Consignes de travail:
Indiquez si chacune des affirmations suivantes est conforme à l'article sur la visite de Félix Tshisekedi à Luanda, en répondant par oui ou par non et en citant textuellement les mots de l'article qui tranchent.
1. Félix Tshisekedi s'est rendu à Luanda le mercredi 26 mars.
2. Une déclaration officielle a précisé le contenu exact de l'échange entre les deux présidents.
3. Les conclusions de l'entretien ont été présentées aux médias par le ministre angolais des Affaires étrangères.

Extrait du document:
+===+

Le président de la République démocratique du Congo, Félix Tshisekedi, s’est rendu ce mercredi 26 mars à Luanda pour une rencontre avec son homologue angolais João Lourenço. Cette visite intervient dans un contexte brûlant : l’Angola vient d’annoncer officiellement son retrait de la médiation entre la RDC et le Rwanda, un coup dur pour le processus de paix.
Une visite sous haute tension
Accueilli au palais présidentiel de Luanda, Félix Tshisekedi s’est entretenu avec João Lourenço sur l’avenir des discussions entre Kinshasa et Kigali. Aucune déclaration officielle n’a encore été faite sur le contenu exact de l’échange, mais la situation sécuritaire à l’Est de la RDC était au centre des discussions.

À l’issue de cette réunion, le ministre angolais des Affaires étrangères, Tete António, a expliqué aux médias les conclusions de l’entretien et les perspectives à venir.

+===+

Données fournies:

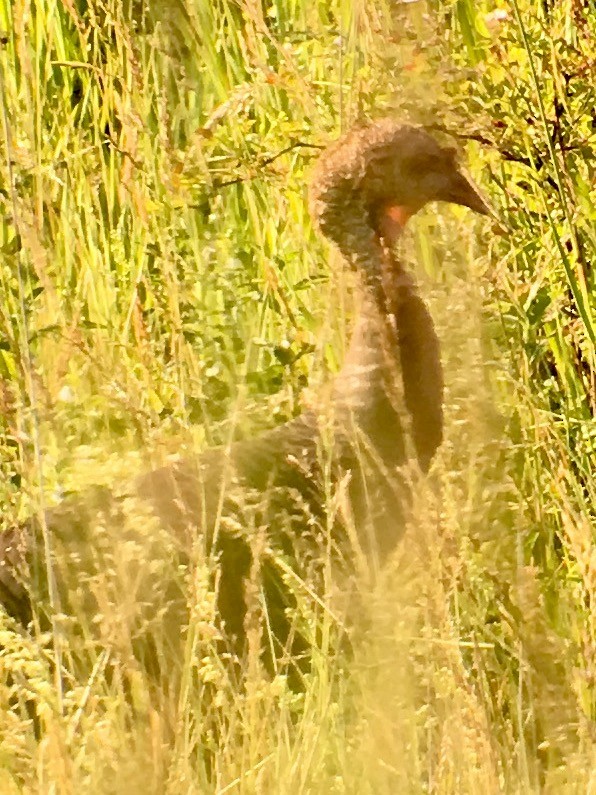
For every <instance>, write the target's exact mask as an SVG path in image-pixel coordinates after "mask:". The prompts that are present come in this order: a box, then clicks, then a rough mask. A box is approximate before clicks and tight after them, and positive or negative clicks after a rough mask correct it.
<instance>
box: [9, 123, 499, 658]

+===+

Réponse attendue:
1. Oui : « s’est rendu ce mercredi 26 mars à Luanda »
2. Non : « Aucune déclaration officielle n’a encore été faite sur le contenu exact de l’échange »
3. Oui : « le ministre angolais des Affaires étrangères, Tete António, a expliqué aux médias les conclusions de l’entretien »